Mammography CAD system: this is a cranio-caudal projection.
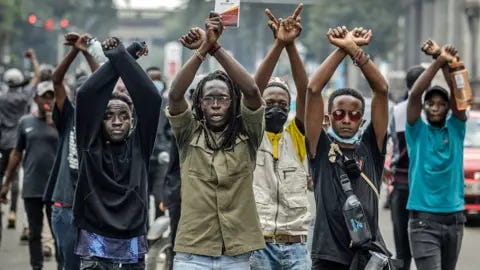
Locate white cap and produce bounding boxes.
[3,68,24,86]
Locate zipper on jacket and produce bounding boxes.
[273,159,280,236]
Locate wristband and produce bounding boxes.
[195,49,205,62]
[352,49,370,67]
[208,42,222,56]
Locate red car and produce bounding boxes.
[463,111,480,217]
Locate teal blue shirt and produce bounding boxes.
[405,115,466,213]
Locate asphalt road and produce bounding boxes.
[0,192,480,270]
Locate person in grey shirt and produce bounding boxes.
[0,68,33,229]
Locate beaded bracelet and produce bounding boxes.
⁂
### [Objective]
Reproduce all of the material above word for word, leaving out the pictures.

### [Right answer]
Mammography CAD system: this is a cranio-caudal projection.
Locate white cap and produce bounding boxes.
[3,68,24,86]
Locate zipper on jacket and produce bounding boxes.
[273,159,280,236]
Locate wristband and produce bounding boxes.
[195,49,205,62]
[352,49,370,67]
[208,42,222,56]
Locate red car and produce bounding boxes.
[463,111,480,217]
Locate teal blue shirt and produce bounding boxes.
[405,115,466,213]
Locate asphalt road and produce bounding boxes.
[0,192,480,270]
Locate person in grey shirt and produce bounding boxes.
[0,68,33,229]
Locate beaded bracelet and produce bounding boxes.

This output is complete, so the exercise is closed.